**Work instructions**
Reproduce every line of the listing below, requests included, and shift the polygon outlines by adding 8 to each x and y coordinate.

Segmentation data:
>>>>>
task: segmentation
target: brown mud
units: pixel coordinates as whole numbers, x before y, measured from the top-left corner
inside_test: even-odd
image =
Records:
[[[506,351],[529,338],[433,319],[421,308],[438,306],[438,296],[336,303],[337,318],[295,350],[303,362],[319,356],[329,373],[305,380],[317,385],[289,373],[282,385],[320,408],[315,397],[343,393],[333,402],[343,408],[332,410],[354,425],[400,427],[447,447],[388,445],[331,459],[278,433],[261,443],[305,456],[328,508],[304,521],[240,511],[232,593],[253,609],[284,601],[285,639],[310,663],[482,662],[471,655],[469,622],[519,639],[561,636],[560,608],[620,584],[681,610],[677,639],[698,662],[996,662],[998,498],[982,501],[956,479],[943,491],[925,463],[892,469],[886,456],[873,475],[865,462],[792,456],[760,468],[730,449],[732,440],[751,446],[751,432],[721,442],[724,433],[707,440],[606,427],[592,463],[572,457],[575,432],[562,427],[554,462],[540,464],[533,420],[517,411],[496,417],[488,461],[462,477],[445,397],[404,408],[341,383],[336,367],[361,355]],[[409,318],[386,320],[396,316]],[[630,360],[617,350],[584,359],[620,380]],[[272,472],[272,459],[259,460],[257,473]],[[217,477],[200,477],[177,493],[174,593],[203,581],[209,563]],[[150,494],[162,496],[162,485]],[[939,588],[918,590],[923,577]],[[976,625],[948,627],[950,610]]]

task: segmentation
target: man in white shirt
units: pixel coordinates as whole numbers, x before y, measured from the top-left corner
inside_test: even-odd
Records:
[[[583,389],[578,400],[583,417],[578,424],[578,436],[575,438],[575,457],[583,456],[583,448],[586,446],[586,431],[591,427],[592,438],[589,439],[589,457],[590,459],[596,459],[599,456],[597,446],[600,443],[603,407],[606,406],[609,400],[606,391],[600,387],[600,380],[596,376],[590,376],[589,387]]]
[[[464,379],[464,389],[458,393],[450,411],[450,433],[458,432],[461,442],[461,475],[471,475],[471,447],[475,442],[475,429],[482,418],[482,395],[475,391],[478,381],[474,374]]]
<<<<<
**Result of this exercise**
task: segmentation
target: brown mud
units: pixel coordinates as whole numbers, x before y, measured from the top-left corner
inside_test: even-odd
image =
Records:
[[[514,359],[537,346],[441,327],[429,316],[446,314],[446,304],[344,311],[345,326],[303,358],[311,370],[327,364],[337,381],[313,388],[325,393],[297,381],[290,393],[328,416],[323,405],[351,401],[341,410],[351,416],[340,418],[362,433],[408,435],[455,455],[396,453],[339,467],[286,441],[269,451],[313,464],[336,516],[312,529],[248,519],[240,601],[261,617],[292,609],[293,647],[318,671],[490,670],[479,663],[477,630],[527,647],[569,644],[568,616],[628,592],[689,618],[685,647],[706,670],[1004,670],[1006,506],[990,509],[964,487],[951,499],[933,471],[900,477],[894,464],[881,483],[873,470],[800,464],[768,476],[738,457],[740,448],[759,454],[759,440],[729,450],[732,441],[715,448],[614,435],[600,471],[580,465],[583,440],[570,435],[562,470],[548,472],[541,428],[525,419],[504,425],[496,469],[470,485],[453,405],[412,416],[349,391],[344,375],[369,363]],[[417,326],[394,328],[404,324]],[[638,368],[625,358],[592,367],[628,388]],[[280,480],[280,467],[267,468],[265,481]],[[225,485],[208,485],[185,501],[182,601],[211,589],[217,571]],[[158,502],[170,504],[170,493]],[[947,596],[926,598],[931,585]],[[984,633],[956,635],[958,618]]]

task: segmentation
target: man in white shirt
units: pixel coordinates as whole numbers, x before y, measured from the top-left corner
inside_test: even-odd
Records:
[[[591,397],[586,408],[591,425],[586,432],[586,444],[583,446],[583,465],[591,464],[591,456],[594,454],[594,439],[599,435],[600,446],[597,447],[597,465],[598,467],[604,467],[607,464],[605,454],[608,451],[611,415],[614,414],[617,408],[614,399],[608,395],[608,388],[604,384],[598,384],[597,395]]]
[[[472,387],[472,397],[466,401],[458,419],[458,441],[466,440],[469,450],[469,483],[479,483],[479,455],[483,450],[483,437],[490,426],[490,403],[483,399],[486,389],[482,382]]]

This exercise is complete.